━━ Document

Après plus d'un an de querelles politiques et de menaces de veto, les 27 États membres ont accepté d'approuver un accord longtemps bloqué visant à établir unniveau minimum d'impôt sur les sociétés, qui sera fixé à 15 % pour toutes les grandes entreprises.

La réforme, à laquelle se sont opposés à différents moments des pays comme l'Irlande, la Hongrie, l'Estonie et la Pologne, a été saluée comme une étape majeure pour mettre un frein à une longue course vers le bas qui a vu les pays du monde entier réduire progressivement leurs impôts sur les sociétés afin d'attirer les multinationales.

De nombreux gouvernements estiment aujourd'hui que ces années de concurrence fiscale intense ont fait plus de mal que de bien, laissant leurs caisses publiques incapables de faire face à l'explosion des dépenses climatiques, énergétiques et sociales.

━━━━
━━ Données fournies

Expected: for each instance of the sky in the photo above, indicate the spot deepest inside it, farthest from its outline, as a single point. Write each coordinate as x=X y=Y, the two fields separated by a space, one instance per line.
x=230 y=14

━━━━

Travail demandé>
a - Reproduisez tout le passage du document qui va de « La réforme, à » jusqu'à « d'attirer les multinationales. ».
b - Répondez aux questions suivantes à partir du document :
(i) Quel taux minimum d'impôt sur les sociétés sera appliqué aux grandes entreprises ?
(ii) Quels pays se sont opposés à la réforme à différents moments ?
(iii) Face à quelles dépenses les caisses publiques sont-elles jugées incapables de faire face ?

Corrigés détaillés>
a -
La réforme, à laquelle se sont opposés à différents moments des pays comme l'Irlande, la Hongrie, l'Estonie et la Pologne, a été saluée comme une étape majeure pour mettre un frein à une longue course vers le bas qui a vu les pays du monde entier réduire progressivement leurs impôts sur les sociétés afin d'attirer les multinationales.

b -
(i) Le taux minimum sera fixé à 15 %.
(ii) L'Irlande, la Hongrie, l'Estonie et la Pologne se sont opposées à la réforme.
(iii) Les caisses publiques sont jugées incapables de faire face à l'explosion des dépenses climatiques, énergétiques et sociales.